> PROMPT
Copy each line of the listing below that contains the string "outline". Treat uppercase and lowercase as different.

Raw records
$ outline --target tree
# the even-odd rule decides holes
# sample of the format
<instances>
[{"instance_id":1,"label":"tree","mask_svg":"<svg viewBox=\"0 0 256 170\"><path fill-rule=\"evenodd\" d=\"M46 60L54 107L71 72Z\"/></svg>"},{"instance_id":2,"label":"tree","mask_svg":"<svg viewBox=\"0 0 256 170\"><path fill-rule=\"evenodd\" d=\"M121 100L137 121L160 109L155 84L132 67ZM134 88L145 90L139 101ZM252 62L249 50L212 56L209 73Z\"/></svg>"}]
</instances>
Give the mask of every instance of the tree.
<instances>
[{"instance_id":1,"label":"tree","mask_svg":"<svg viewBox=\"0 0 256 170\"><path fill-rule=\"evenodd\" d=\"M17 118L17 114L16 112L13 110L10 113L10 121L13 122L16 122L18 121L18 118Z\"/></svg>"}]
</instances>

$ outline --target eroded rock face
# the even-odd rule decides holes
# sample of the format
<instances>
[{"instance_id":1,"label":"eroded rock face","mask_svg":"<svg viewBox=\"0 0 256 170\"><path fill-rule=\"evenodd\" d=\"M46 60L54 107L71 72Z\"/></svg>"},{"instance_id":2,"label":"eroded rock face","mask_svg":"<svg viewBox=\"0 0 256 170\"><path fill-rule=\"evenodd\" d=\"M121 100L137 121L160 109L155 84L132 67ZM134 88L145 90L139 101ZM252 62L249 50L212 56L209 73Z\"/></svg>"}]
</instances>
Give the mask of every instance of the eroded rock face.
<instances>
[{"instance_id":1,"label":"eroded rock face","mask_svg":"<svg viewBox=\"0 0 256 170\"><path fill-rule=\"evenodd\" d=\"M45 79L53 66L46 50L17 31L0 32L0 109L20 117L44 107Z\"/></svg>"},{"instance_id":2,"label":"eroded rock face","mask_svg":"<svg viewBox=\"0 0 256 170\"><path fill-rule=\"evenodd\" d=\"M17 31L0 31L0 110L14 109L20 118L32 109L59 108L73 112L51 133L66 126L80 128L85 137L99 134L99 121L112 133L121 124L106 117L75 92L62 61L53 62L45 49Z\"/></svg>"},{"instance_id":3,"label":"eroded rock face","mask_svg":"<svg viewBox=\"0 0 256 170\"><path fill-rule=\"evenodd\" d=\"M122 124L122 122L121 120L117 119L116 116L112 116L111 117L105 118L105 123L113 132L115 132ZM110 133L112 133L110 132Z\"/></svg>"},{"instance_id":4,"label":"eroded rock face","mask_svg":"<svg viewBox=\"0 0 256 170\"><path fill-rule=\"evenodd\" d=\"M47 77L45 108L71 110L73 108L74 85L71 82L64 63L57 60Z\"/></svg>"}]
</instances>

> EXERCISE OUTPUT
$ outline --target tree
$ outline --target eroded rock face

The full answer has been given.